§ WHAT IS BEING ASKED
Copy the items starting at the first line and ending at the line containing "point(452, 314)", changing "navy canvas sneaker" to "dark blue canvas shoe" and leaving everything else as it is.

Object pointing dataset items
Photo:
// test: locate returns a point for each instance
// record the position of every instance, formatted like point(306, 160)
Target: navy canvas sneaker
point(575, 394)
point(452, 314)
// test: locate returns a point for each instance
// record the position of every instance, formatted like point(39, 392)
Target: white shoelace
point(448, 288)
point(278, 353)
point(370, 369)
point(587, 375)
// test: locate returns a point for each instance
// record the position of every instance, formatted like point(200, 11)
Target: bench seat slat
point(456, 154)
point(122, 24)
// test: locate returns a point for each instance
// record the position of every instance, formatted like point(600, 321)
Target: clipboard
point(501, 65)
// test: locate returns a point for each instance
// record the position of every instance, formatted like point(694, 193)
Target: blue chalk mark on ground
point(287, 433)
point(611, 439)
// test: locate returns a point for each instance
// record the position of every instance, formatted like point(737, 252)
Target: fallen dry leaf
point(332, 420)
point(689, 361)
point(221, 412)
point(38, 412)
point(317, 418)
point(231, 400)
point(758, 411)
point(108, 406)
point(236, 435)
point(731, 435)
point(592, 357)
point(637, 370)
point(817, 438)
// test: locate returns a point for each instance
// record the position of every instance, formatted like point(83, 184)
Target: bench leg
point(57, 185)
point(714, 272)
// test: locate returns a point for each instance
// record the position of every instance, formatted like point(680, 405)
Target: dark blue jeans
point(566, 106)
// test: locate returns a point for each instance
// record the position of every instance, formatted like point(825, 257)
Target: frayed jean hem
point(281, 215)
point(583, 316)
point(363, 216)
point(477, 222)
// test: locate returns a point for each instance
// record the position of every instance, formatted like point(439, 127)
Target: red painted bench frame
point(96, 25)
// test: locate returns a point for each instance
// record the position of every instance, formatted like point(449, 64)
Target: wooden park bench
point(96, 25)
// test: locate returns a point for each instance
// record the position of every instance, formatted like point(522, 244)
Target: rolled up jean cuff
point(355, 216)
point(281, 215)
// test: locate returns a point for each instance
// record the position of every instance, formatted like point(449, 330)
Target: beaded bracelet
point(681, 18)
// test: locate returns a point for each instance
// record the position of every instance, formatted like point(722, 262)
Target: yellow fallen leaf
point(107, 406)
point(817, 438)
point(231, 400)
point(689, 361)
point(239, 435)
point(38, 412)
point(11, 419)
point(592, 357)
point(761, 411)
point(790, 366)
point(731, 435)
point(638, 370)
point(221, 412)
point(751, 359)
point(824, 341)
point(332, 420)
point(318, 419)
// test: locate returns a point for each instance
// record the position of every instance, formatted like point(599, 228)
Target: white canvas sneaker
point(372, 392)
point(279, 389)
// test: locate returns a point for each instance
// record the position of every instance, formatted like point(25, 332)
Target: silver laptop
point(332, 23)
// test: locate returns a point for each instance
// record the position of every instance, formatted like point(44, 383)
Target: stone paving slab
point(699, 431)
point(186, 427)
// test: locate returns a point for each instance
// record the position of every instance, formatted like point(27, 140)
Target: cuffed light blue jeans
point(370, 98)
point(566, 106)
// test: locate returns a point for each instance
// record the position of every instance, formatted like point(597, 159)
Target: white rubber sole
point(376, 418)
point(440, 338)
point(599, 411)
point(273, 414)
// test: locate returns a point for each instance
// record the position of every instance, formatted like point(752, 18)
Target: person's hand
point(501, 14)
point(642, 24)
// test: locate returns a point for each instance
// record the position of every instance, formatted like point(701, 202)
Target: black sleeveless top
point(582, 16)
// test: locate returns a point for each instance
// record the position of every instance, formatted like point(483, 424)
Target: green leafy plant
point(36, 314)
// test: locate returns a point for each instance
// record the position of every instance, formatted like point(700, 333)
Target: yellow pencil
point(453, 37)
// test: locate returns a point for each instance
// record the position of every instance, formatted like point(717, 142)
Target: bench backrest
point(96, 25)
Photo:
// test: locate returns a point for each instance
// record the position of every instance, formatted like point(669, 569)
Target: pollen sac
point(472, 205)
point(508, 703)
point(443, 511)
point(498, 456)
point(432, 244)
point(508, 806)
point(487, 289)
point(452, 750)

§ SOLUTION TO THIS EXERCISE
Photo:
// test: locate returns a point for each instance
// record the position of every instance, formatted like point(306, 160)
Target: dark blue canvas shoe
point(575, 394)
point(452, 314)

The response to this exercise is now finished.